§ **Problem to solve**
Look for "If you could identify the yellow sock" in the records below, then copy that line and every line after it, exactly and with nothing added.

(Coordinate annotation records)
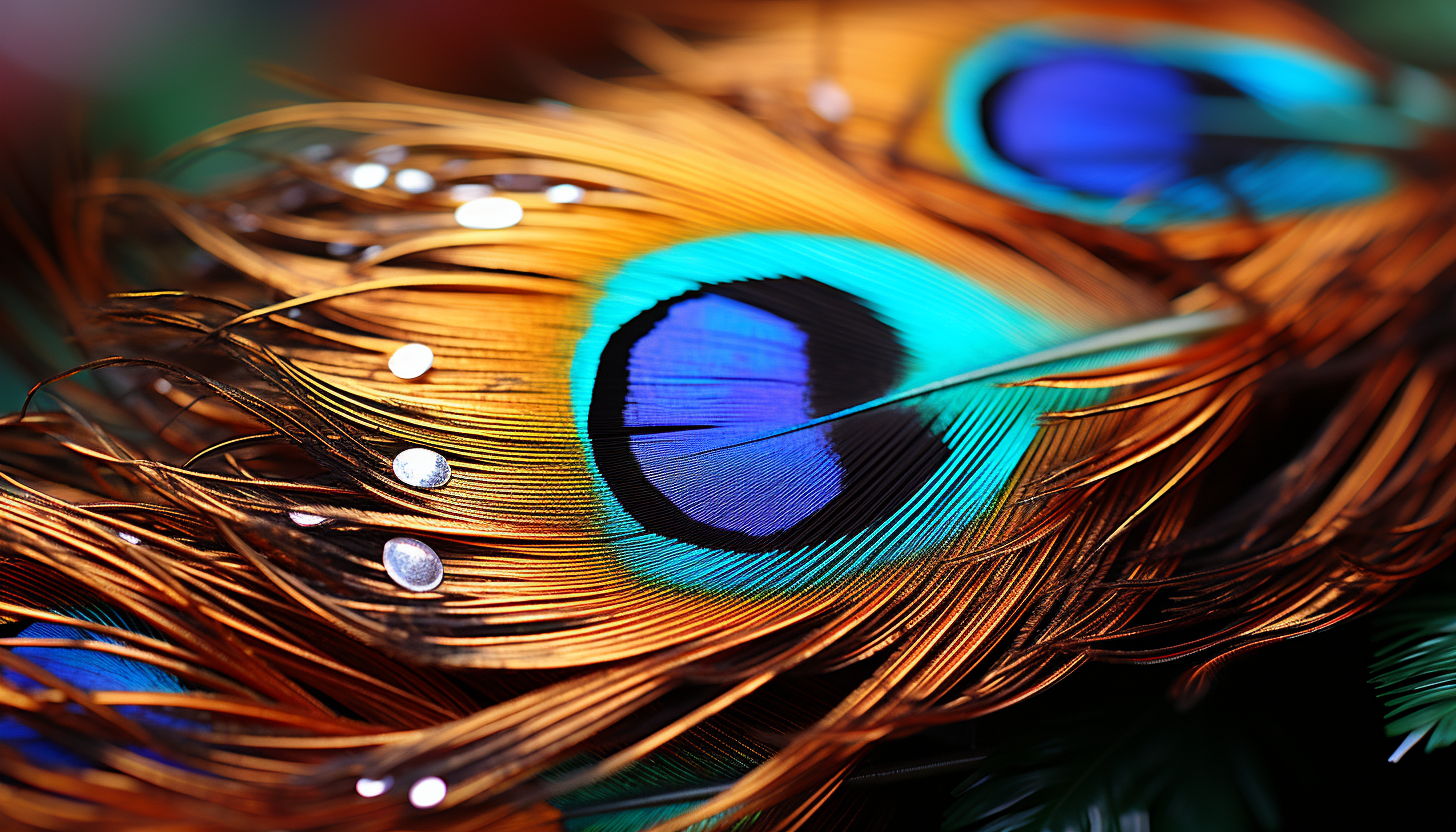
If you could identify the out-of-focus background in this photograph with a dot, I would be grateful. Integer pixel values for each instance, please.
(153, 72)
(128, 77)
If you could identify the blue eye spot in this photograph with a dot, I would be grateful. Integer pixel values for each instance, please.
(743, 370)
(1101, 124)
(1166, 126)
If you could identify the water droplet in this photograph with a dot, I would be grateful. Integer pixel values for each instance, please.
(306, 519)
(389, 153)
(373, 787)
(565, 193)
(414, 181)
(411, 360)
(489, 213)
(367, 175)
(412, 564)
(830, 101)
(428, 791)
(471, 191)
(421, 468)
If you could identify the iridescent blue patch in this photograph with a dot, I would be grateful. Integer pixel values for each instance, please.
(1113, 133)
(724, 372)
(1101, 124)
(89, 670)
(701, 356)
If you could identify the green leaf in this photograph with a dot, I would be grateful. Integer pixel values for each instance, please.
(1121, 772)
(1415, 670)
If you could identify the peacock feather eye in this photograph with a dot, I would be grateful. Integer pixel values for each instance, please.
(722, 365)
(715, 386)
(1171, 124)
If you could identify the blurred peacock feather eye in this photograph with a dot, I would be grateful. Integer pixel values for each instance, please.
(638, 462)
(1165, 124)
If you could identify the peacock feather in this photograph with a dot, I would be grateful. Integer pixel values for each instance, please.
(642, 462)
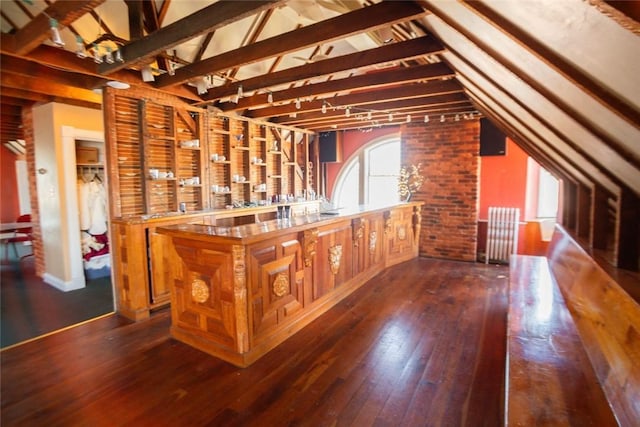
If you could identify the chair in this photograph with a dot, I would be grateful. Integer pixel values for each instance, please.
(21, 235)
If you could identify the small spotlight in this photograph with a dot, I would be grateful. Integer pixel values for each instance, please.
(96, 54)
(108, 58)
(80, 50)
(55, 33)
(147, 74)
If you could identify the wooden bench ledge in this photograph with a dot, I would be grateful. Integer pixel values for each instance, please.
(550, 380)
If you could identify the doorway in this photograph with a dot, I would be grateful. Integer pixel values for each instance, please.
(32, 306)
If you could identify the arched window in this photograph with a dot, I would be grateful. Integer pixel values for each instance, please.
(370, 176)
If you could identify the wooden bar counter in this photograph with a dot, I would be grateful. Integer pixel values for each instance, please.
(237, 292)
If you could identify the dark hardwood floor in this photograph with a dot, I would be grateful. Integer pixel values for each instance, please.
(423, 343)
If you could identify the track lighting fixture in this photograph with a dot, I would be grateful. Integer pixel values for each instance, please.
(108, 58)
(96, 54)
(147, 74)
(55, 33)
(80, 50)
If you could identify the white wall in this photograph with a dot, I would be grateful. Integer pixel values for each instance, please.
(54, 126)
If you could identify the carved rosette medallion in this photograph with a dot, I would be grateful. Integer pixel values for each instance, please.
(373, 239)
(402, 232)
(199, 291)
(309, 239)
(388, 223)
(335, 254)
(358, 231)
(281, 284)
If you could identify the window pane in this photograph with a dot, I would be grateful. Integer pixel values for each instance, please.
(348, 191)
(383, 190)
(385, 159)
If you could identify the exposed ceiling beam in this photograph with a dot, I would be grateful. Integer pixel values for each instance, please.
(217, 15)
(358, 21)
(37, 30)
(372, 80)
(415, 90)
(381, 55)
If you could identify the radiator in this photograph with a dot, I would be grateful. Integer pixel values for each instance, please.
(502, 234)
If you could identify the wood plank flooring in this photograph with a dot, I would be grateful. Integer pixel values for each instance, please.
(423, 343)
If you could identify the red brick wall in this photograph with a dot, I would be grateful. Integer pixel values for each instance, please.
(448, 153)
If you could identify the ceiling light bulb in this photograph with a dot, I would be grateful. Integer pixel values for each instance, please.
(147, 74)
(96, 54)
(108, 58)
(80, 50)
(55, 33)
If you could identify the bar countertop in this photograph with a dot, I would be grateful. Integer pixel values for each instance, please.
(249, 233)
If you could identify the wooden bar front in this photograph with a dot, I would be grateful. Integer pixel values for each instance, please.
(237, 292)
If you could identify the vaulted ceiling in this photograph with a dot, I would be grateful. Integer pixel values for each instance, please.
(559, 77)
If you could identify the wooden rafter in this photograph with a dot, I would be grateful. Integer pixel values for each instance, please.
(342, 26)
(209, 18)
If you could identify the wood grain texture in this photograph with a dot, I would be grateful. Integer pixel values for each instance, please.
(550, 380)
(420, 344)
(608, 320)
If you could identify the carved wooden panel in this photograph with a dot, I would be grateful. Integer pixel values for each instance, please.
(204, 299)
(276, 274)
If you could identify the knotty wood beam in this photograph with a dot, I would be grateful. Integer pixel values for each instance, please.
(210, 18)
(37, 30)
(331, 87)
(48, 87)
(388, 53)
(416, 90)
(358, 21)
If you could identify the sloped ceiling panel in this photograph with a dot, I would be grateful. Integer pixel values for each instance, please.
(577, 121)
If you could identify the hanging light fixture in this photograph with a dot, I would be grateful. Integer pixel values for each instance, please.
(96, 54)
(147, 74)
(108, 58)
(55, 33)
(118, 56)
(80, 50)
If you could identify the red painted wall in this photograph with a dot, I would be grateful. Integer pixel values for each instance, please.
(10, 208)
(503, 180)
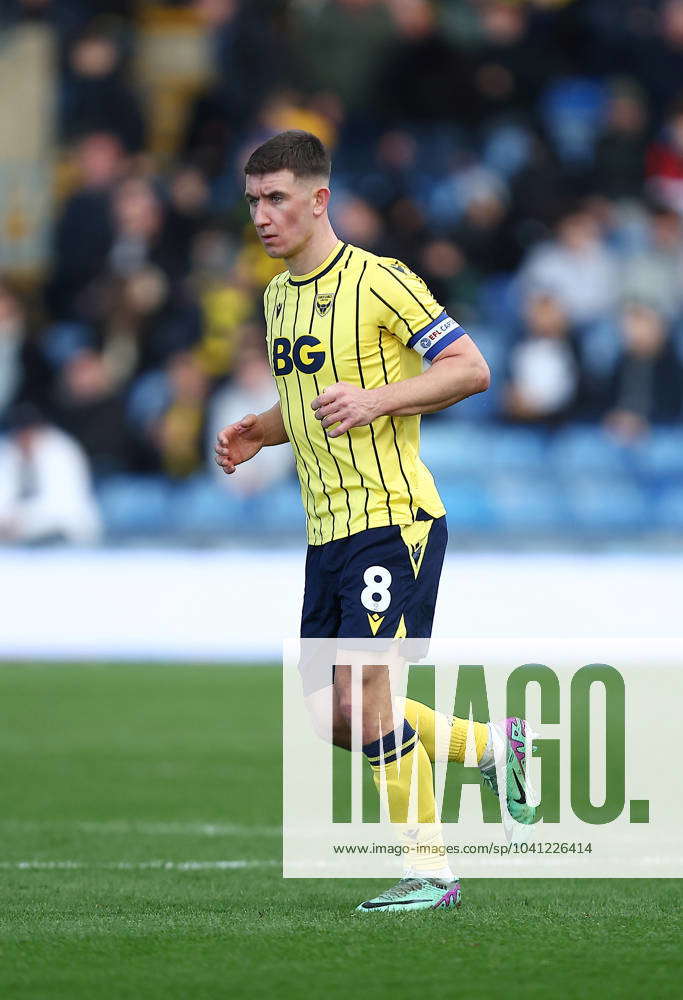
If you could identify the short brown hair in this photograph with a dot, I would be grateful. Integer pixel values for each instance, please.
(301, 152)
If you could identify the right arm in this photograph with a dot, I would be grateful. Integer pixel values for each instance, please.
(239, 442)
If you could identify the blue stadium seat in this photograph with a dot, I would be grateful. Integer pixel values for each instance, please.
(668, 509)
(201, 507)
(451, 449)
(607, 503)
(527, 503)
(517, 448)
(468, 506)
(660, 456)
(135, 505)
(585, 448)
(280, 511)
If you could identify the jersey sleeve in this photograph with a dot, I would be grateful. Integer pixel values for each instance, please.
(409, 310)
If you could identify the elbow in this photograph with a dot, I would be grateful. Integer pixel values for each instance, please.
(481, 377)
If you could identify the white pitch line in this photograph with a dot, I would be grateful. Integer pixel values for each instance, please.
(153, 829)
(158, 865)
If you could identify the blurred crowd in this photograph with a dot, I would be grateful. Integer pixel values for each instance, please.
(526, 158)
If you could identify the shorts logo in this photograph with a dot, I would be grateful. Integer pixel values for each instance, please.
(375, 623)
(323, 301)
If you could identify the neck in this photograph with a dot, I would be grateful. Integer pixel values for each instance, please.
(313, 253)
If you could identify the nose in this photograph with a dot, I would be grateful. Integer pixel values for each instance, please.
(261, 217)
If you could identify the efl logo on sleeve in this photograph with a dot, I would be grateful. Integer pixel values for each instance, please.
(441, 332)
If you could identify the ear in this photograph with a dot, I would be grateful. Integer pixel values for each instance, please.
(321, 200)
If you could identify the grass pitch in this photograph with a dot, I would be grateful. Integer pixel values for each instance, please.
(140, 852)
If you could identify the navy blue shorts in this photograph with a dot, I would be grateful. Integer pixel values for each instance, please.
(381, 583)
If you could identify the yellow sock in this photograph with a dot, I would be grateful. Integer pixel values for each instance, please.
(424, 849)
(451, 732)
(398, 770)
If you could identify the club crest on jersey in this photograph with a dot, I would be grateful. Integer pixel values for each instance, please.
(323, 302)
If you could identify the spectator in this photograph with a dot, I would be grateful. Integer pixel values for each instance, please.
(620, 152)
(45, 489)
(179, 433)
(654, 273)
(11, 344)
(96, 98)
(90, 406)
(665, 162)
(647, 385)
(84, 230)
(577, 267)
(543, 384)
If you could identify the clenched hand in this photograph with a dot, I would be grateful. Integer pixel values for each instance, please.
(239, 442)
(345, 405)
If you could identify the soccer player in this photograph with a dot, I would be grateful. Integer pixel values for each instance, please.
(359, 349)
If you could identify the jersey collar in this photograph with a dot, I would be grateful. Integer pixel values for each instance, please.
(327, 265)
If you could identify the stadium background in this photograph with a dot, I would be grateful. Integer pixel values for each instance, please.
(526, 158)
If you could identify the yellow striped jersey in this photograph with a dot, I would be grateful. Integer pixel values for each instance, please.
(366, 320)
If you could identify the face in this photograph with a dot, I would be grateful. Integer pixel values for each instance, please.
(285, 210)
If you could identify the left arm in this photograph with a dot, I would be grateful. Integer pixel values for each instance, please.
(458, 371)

§ **Full solution**
If you could identify the yellow sock in this photograph with a dot, I would be grateful. Integer pixel values for each instance, please.
(424, 849)
(451, 732)
(398, 770)
If you could identify the club crest on jersey in this photograph with a dot, I would be grateful. Integer pixel values for each instance, please.
(323, 302)
If you could identify the spectator in this photograph with a dot, I would be grateful. Integer pixel values for each instance, please.
(620, 152)
(45, 489)
(179, 433)
(654, 273)
(11, 344)
(96, 98)
(90, 406)
(665, 162)
(647, 385)
(84, 230)
(577, 267)
(543, 384)
If you could identify the clenched hand in this photograph with a dot, I would be grateful. Integer pixel values for each instance, please.
(239, 442)
(345, 405)
If you could identify the soccer player in this photograph with a dot, I would be grateful. Integer pixel values for each instance, please.
(359, 349)
If you could identify the jersey collar in this photograph with a dot, I would be grateful. Integer pixel values for each instance, please.
(327, 265)
If you could identify the stadium background in this photograph with a dot, I would be grateful. Integer pixel values for each instance, please.
(526, 158)
If you could identify the yellow striped jersey in this photograph with a dot, I would be grateful. Integer pixel values for each instance, please.
(366, 320)
If you could identify the face in this photograph with a dot, I would be grateful. Integer pixel values for each instance, please.
(285, 210)
If you could identify the left arm in this photograph with a dot, I would be grateful. Integer pixel values for each instance, please.
(458, 371)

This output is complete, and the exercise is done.